▶ The problem
Would you reproduce all of the entries below, character for character?

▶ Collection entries
↓
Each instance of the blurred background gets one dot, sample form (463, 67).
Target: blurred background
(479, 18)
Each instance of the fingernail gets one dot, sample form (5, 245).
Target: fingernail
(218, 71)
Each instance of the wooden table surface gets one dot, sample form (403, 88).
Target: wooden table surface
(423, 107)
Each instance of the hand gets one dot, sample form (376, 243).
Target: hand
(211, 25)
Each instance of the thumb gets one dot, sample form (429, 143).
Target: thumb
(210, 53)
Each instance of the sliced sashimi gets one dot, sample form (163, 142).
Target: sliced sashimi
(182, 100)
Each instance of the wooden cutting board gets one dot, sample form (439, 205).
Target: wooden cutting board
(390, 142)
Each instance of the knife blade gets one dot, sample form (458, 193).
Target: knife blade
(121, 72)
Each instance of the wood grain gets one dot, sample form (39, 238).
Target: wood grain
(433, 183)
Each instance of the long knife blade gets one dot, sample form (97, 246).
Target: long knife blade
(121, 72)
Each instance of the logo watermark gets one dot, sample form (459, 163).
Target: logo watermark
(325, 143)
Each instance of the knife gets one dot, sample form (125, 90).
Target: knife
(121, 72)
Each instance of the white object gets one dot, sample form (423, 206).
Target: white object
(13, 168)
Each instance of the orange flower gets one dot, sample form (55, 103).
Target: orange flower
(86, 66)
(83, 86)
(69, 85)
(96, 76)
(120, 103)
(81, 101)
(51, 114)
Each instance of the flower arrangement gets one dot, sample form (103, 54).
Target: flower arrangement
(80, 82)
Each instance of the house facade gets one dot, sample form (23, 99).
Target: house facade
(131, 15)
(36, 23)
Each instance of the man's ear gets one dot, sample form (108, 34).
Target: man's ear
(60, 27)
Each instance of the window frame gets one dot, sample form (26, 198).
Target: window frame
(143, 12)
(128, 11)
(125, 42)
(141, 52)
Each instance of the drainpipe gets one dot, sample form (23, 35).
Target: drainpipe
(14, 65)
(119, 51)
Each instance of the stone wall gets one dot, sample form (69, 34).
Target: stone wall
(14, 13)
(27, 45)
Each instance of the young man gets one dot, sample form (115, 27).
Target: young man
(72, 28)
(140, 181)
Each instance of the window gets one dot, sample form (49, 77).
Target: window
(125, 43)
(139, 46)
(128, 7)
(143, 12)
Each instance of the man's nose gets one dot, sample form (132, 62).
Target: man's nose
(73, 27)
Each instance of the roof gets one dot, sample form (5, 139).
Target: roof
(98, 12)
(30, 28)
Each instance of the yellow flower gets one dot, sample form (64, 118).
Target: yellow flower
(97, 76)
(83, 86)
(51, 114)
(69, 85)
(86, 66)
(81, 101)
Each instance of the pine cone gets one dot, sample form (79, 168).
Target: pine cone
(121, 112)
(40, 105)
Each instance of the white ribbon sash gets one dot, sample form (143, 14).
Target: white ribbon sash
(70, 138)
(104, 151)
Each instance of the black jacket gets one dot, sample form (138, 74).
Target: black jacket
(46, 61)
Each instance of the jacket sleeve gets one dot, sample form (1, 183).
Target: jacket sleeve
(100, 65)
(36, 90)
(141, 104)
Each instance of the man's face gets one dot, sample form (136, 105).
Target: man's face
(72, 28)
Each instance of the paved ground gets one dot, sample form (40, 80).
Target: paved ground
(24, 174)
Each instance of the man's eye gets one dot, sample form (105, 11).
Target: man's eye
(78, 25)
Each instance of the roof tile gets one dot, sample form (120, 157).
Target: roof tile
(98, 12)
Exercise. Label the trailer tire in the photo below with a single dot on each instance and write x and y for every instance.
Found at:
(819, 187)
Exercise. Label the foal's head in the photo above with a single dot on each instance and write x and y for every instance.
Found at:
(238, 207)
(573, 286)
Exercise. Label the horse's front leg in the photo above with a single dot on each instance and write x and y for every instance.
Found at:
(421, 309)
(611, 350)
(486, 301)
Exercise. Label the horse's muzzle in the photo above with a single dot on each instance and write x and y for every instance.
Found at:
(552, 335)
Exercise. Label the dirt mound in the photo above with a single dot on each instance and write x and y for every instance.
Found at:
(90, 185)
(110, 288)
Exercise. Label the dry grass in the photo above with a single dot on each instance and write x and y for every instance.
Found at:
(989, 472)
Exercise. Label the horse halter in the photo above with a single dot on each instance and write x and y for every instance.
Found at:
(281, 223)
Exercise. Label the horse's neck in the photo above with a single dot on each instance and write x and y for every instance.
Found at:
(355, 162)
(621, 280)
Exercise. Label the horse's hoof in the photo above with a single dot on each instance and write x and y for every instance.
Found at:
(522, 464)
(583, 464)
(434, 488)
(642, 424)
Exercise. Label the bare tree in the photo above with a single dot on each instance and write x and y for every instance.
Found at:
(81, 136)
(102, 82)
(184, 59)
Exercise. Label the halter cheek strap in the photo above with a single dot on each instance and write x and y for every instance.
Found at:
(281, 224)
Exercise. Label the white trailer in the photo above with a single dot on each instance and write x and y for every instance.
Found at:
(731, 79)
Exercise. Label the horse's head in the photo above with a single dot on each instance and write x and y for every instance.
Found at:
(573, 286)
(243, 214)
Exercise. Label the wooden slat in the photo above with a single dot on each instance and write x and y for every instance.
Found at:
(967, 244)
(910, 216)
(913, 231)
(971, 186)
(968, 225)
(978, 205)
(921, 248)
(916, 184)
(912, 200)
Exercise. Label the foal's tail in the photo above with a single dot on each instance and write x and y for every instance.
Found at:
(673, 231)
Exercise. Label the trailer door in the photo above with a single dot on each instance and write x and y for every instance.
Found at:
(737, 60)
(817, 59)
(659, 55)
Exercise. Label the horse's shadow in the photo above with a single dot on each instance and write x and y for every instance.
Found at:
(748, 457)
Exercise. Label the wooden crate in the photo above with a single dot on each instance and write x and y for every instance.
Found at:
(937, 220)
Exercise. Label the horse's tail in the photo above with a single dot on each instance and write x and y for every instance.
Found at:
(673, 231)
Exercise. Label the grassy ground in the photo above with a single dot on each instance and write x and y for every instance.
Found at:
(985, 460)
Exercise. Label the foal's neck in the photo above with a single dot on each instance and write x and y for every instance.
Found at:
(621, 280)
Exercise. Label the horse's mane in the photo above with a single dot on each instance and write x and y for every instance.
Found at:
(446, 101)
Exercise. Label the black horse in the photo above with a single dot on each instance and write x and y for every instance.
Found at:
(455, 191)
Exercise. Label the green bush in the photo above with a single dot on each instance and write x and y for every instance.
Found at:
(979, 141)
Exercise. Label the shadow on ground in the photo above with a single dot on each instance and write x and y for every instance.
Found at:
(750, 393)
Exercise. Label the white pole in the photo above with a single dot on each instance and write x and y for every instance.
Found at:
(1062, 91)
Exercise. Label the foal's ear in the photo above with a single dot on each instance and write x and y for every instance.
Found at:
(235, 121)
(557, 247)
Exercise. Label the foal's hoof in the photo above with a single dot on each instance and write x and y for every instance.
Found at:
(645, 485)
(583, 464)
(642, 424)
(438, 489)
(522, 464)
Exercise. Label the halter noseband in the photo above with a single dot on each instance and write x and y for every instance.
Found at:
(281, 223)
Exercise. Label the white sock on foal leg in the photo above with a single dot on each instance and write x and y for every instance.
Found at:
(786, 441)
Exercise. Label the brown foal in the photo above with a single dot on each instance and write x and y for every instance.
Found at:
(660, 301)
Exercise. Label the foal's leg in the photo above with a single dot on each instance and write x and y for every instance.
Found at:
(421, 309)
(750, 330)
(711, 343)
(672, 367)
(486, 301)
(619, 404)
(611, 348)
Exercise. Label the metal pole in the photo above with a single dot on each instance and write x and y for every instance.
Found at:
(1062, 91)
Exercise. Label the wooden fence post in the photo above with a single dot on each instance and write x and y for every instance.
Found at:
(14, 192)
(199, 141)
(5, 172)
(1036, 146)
↑
▶ Result
Each instance of the blurred background gets one dot, sample form (463, 67).
Target: blurred background
(479, 18)
Each instance of the fingernail gets one dot, sample form (5, 245).
Target: fingernail
(218, 71)
Each instance of the wooden table surface gets one dot, sample form (403, 88).
Target: wooden table surface
(423, 107)
Each instance of the hand gets one dot, sample form (376, 243).
Target: hand
(211, 25)
Each instance of the thumb gets one dot, sample form (429, 143).
Target: thumb
(210, 53)
Each instance of the sliced sashimi gets one dot, sample form (163, 142).
Target: sliced sashimi
(182, 100)
Each instance of the wooden cutting board gets one dot, sample form (439, 205).
Target: wooden cutting board
(390, 142)
Each instance of the knife blade gets one dot, sample form (458, 193).
Target: knife blade
(121, 72)
Each instance of the wood grain gets one dot, sample form (39, 238).
Target: wood grain
(433, 183)
Each instance of the long knife blade gets one dot, sample form (97, 246).
Target: long knife blade
(121, 72)
Each instance of the logo watermark gets one dot, sample form (459, 163).
Target: logo watermark
(325, 143)
Each instance of the knife gets one dot, sample form (125, 90).
Target: knife
(121, 72)
Each instance of the white object gets one dot, sample form (423, 206).
Target: white object
(13, 168)
Each instance of the orange flower gets one dot, sample form (55, 103).
Target: orange flower
(86, 66)
(83, 86)
(69, 85)
(96, 76)
(120, 103)
(81, 101)
(51, 114)
Each instance of the flower arrangement gets one dot, sample form (103, 54).
Target: flower arrangement
(80, 82)
Each instance of the house facade gets one dot, sample form (23, 99).
Target: house facade
(131, 15)
(36, 23)
Each instance of the man's ear gets one dot, sample form (108, 34).
Target: man's ear
(60, 27)
Each instance of the window frame gets one dot, sample form (26, 198).
Target: window frame
(143, 12)
(128, 11)
(125, 42)
(141, 52)
Each instance of the drainpipe gets one dot, sample form (23, 35).
Target: drainpipe
(14, 65)
(119, 51)
Each instance of the stone wall gets one dot, sample form (69, 34).
Target: stone wall
(14, 13)
(27, 45)
Each instance of the young man gets one dot, sample form (115, 27).
Target: young man
(72, 28)
(140, 181)
Each instance of the window gets one dot, sample form (49, 77).
Target: window
(125, 43)
(139, 46)
(128, 7)
(143, 12)
Each instance of the man's nose gets one dot, sample form (132, 62).
Target: man's nose
(73, 27)
Each instance of the roof gets one dot, sample form (5, 139).
Target: roof
(98, 12)
(30, 28)
Each instance of the yellow flower gets one dot, sample form (64, 118).
Target: yellow flower
(97, 76)
(83, 86)
(51, 114)
(69, 85)
(86, 66)
(81, 101)
Each instance of the pine cone gets one dot, sample form (79, 168).
Target: pine cone
(121, 112)
(40, 105)
Each instance of the white ribbon sash gets one dot, sample form (143, 14).
Target: white ribbon sash
(70, 138)
(104, 151)
Each instance of the black jacket gets one dot, sample form (138, 74).
Target: black jacket
(46, 61)
Each instance of the jacket sleeve gets one dot, sample form (1, 183).
Target: jacket sleeve
(100, 65)
(36, 90)
(141, 104)
Each instance of the man's face gets one dot, sample form (136, 105).
Target: man's face
(72, 28)
Each instance of the paved ground gets one dot, sample form (40, 80).
Target: paved ground
(24, 174)
Each instance of the man's eye gets one dot, sample form (105, 11).
Target: man's eye
(78, 25)
Each instance of the roof tile gets one dot, sample form (120, 157).
Target: roof tile
(98, 12)
Exercise. Label the trailer tire in the photo below with a single dot on each instance and write x and y for every instance.
Found at:
(819, 187)
Exercise. Label the foal's head in the photo above with a single dot on each instance and write x and y for every instance.
Found at:
(238, 207)
(573, 286)
Exercise. Label the horse's front leg in the photo above with a single dot on each instance and write x and y for every instance.
Found at:
(421, 309)
(611, 350)
(486, 301)
Exercise. Label the horse's muzzle in the photo above with a single dot on each instance and write x and y for every instance.
Found at:
(552, 335)
Exercise. Label the dirt mound in the photo above with a single dot on each instance and write x and y for every instance.
Found at:
(90, 185)
(110, 288)
Exercise. Label the dry grass in the photo above with a single dot on each instance and write x and y for every instance.
Found at:
(989, 472)
Exercise. Label the horse halter in the photo above with a single dot on each instance and write x and y for every instance.
Found at:
(281, 223)
Exercise. Label the horse's neck in the photo above with a single dot on each instance and write x and y for every instance.
Found at:
(355, 162)
(621, 280)
Exercise. Label the horse's hoof in the photo above with a single dot on each instance and write x and y for every instance.
Found at:
(522, 464)
(583, 464)
(434, 488)
(642, 424)
Exercise. Label the bare tree in the photo above with a single dot on each instance and write x and y for every instance.
Found at:
(81, 136)
(102, 82)
(184, 59)
Exercise. Label the halter cheek strap in the photo above with a single dot on each instance and write x and y for every instance.
Found at:
(281, 224)
Exercise. Label the white trailer in the photo above with a single dot on each instance and write x and y for every instance.
Found at:
(731, 79)
Exercise. Label the horse's head in the photo above with a single dot on each instance and write x and y for every instance.
Found at:
(573, 286)
(243, 214)
Exercise. Label the wooden slat in the photo above with a single dot on each instance and write x and y for every instance.
Found at:
(967, 244)
(910, 216)
(913, 231)
(971, 186)
(968, 225)
(978, 205)
(921, 248)
(916, 184)
(912, 200)
Exercise. Label the foal's tail in the photo above with a single dot on each instance and write x and y for every instance.
Found at:
(673, 231)
Exercise. Label the trailer door in the photo above with a single dot on each instance and write x and y for every instance.
Found at:
(737, 60)
(817, 59)
(659, 55)
Exercise. Label the horse's shadow in the photo above with a single dot on each instance and write x and y for every instance.
Found at:
(748, 457)
Exercise. Label the wooden crate in the photo above with a single dot on each instance and write x and y for every instance.
Found at:
(937, 220)
Exercise. Label the horse's tail in the photo above with a single dot on each instance and write x and y for every instance.
Found at:
(673, 231)
Exercise. Label the grassy ground in the photo above with a single dot on each instance and write x and y for every instance.
Found at:
(985, 460)
Exercise. Label the foal's neck in the photo above with a single dot on each instance and write x and y for every instance.
Found at:
(621, 280)
Exercise. Label the horse's mane in the photo above with a single dot on each instance and write x and y for every instance.
Found at:
(446, 101)
Exercise. Label the black horse in the photo above with a single dot on each instance and write x and y for every instance.
Found at:
(455, 191)
Exercise. Label the green bush in the photo above with a single dot on each instance and write x and y for every instance.
Found at:
(979, 141)
Exercise. Label the shadow on ground in the photo above with a single dot on each instance and write x and y for every instance.
Found at:
(750, 393)
Exercise. Label the white pole in the photo above with a single dot on each instance and write x and y for every instance.
Found at:
(1062, 91)
Exercise. Label the foal's ear in the photo above with a single dot on each instance and write x and y for every instance.
Found at:
(235, 121)
(557, 247)
Exercise. Label the foal's hoof in the photo above with a single dot on each instance and write x and y for every instance.
Found at:
(645, 485)
(583, 464)
(642, 424)
(438, 489)
(522, 464)
Exercise. Label the halter noseband in the photo above with a single dot on each instance and write x and y for every instance.
Found at:
(281, 223)
Exercise. Label the white sock on foal leg in the photo above with a single dot on each instance and write x and y for every instance.
Found at:
(786, 441)
Exercise. Label the brown foal in the photo above with a single dot on each instance and write x and y for every instance.
Found at:
(660, 301)
Exercise. Label the foal's leg in the photo above with a single dot on each instance and write x and y for every instance.
Found at:
(421, 309)
(750, 330)
(711, 343)
(672, 367)
(486, 301)
(619, 404)
(611, 348)
Exercise. Label the metal pole in the photo above with a single dot on each instance and write x and y for every instance.
Found at:
(1062, 91)
Exercise. Label the wooden fence post in the photo above with a single dot on each instance and write x and y for every instance.
Found at:
(14, 192)
(199, 141)
(5, 172)
(1036, 146)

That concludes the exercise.